PROBLEM DESCRIPTION -> Copy the material below verbatim, omitting the picture from your answer.

GIVEN RECORDS ->
%%

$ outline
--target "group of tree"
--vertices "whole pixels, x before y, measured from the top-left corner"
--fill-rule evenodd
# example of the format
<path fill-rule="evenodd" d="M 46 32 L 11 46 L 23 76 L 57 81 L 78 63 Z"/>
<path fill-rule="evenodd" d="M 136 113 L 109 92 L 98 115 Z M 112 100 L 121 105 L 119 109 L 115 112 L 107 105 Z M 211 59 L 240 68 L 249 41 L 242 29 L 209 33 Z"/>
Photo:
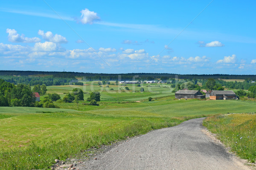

%%

ANSWER FOR THIS EXERCISE ->
$ outline
--target "group of tree"
--vertices "whole pixels, x before y, measured from the top-left corner"
--fill-rule evenodd
# example of the format
<path fill-rule="evenodd" d="M 46 32 L 11 46 L 23 76 L 57 81 L 78 63 Z"/>
<path fill-rule="evenodd" d="M 136 113 L 109 92 L 98 115 Z M 112 100 L 121 105 L 119 109 L 115 112 L 107 105 Z M 211 59 L 240 68 L 249 41 L 242 29 L 209 33 Z"/>
Photo:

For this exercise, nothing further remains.